**Document segment**

______________________________

Surprising Allies Address The Outsize Role Guns Play In Deaths Of Soldiers And Kids
It's mid-morning on a weekday at the Veterans Administration Hospital in Miami, and Gloria Lewis is squeezed inside her office. Lewis, a suicide prevention coordinator at the Miami VA, sits amidst a giant, shrink-wrapped pallet of boxes.
Outside the door, a cluster of women in matching red polo shirts are arriving to visit Lewis. They're all volunteers from the League of Women Voters in Broward County and they are feet away from what they drove down to Miami to collect.
"We are looking at 5,000 gun locks that are taking up all of Gloria Lewis's office," whispers Barbara Markley, chair of the League's gun safety committee. She is the ringleader of this operation to retrieve the military-sized shipment of gun locks, which are seen as a way to deter firearm violence.
This unlikely collaboration is at the heart of the Lock It Up! campaign, which kicks off this month in Broward County, to distribute free gun locks and encourage people to safely store their firearms.
The VA and the League have come together on the initiative because of the outsize role guns play in the deaths of kids and soldiers. The US Department of Veteran Affairs reports that on average 20 veterans kill themselves every day, mostly by firearms. According to the US Centers for Disease Control and Prevention, gunshot wounds are the second most common cause of death among children.
"Everybody wants to prevent accidents and suicide," says Markley. "So locking up these guns can save a lot of lives."
The volunteers from the League will deliver these gun locks from the VA across Broward County to pediatricians, law enforcement and other volunteers who can distribute them for free, no questions asked.
The gun locks look like miniature bike locks. A cable threads through the barrel or magazine of a gun—blocking the trigger. It requires a key to unlock the firearm.
"It gives you a moment to pause and think," says Lewis.
The VA gives away the gun locks as part of a suicide prevention strategy. They come packaged with a crisis hotline number.
"In our tri-county area, one of every eight people is a veteran," says Lewis. "So doing these promotions sometimes is giving information to people that are related somehow to veterans."

______________________________

[Stored records]
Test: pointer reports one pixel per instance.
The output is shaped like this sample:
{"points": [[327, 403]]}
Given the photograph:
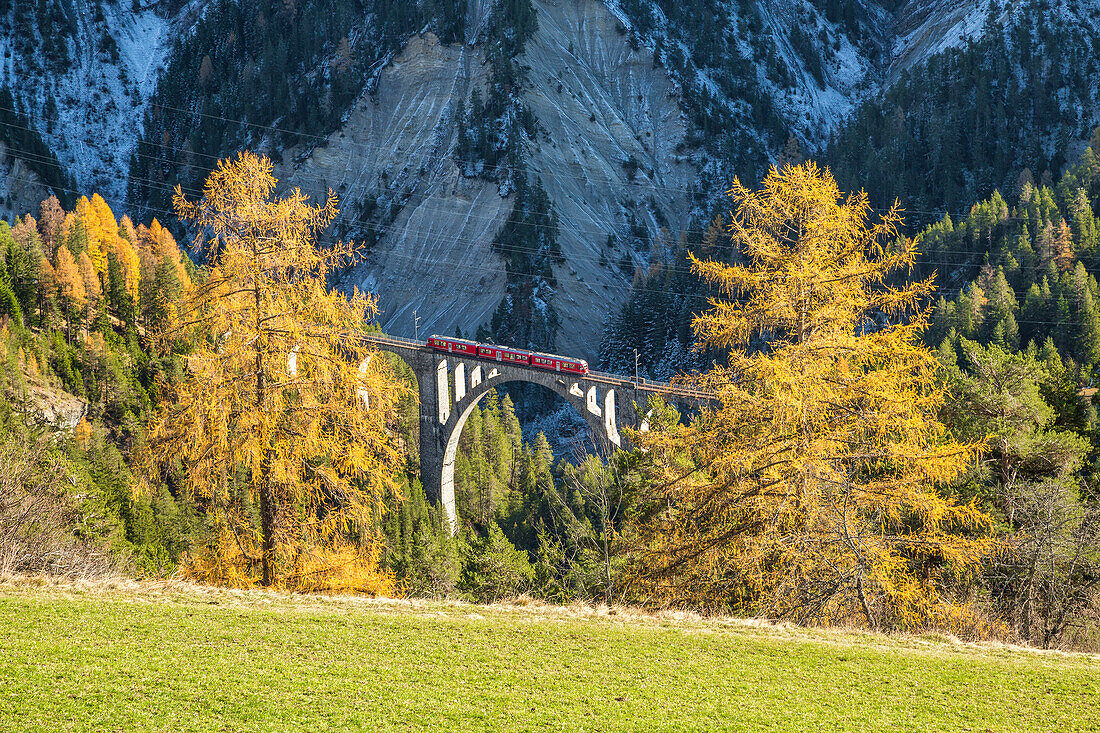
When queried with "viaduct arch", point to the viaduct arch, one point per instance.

______________________________

**Actions to take**
1. Write out the gun lock article word for word, beginning at "The volunteers from" and stopping after "no questions asked.".
2. Carry the gun lock article forward from the point where it ends.

**Task responses**
1.
The volunteers from the League will deliver these gun locks from the VA across Broward County to pediatricians, law enforcement and other volunteers who can distribute them for free, no questions asked.

2.
Even though a bunch of Broward ladies in polo shirts and sensible shoes may not be obvious foot soldiers in the VA's cause, their missions are aligned.
Gun safety has long been a priority for Markley and the League. But after the February shooting at Marjory Stoneman Douglas High School, the issue became even more urgent.
"It was just heart-wrenching and gut-wrenching. We'd all been working so hard to make a difference. We were just falling under," says Markley. "But then, as soon as I saw those kids rally, I really felt my heart soar."
Then Markley read an article about a Montana pediatrician who was giving away free gun locks. She called the doctor and learned she was getting her supply from the VA. With a little more digging, Markley found Lewis's email and asked if she could get some gun locks.
"She wrote five words that were just awesome: 'How many do you need?'" says Markley.
Along with the locks, the League will also be delivering thousands of pamphlets about gun safety to libraries and other public places. They contain tips for teaching kids about avoiding firearms. And there's a list of sobering data points:
-8 children are unintentionally killed or hurt with guns every day.
-Half of teen suicides are committed with a gun from home.
Dr. Spencer Eth, chief of mental health at the Miami VA hospital, says there's no downside to distributing gun locks. "There's no harm that can be caused, and rarely do we have an intervention where there's only good that can come of it," he says.
He's had patients tell him the locks work.
"Many of them will tell me that if they get very angry or in a situation that might provoke violence, if there's a gun that they can reach for and use, they may in sudden excitement actually do so. But if the gun is locked away and not readily available, that extra step may save a life," says Eth.
Eth and Lewis agree there's another reason the gun lock program works.
"We're not questioning the Second Amendment," says Lewis. "We just want to provide an added layer of safety."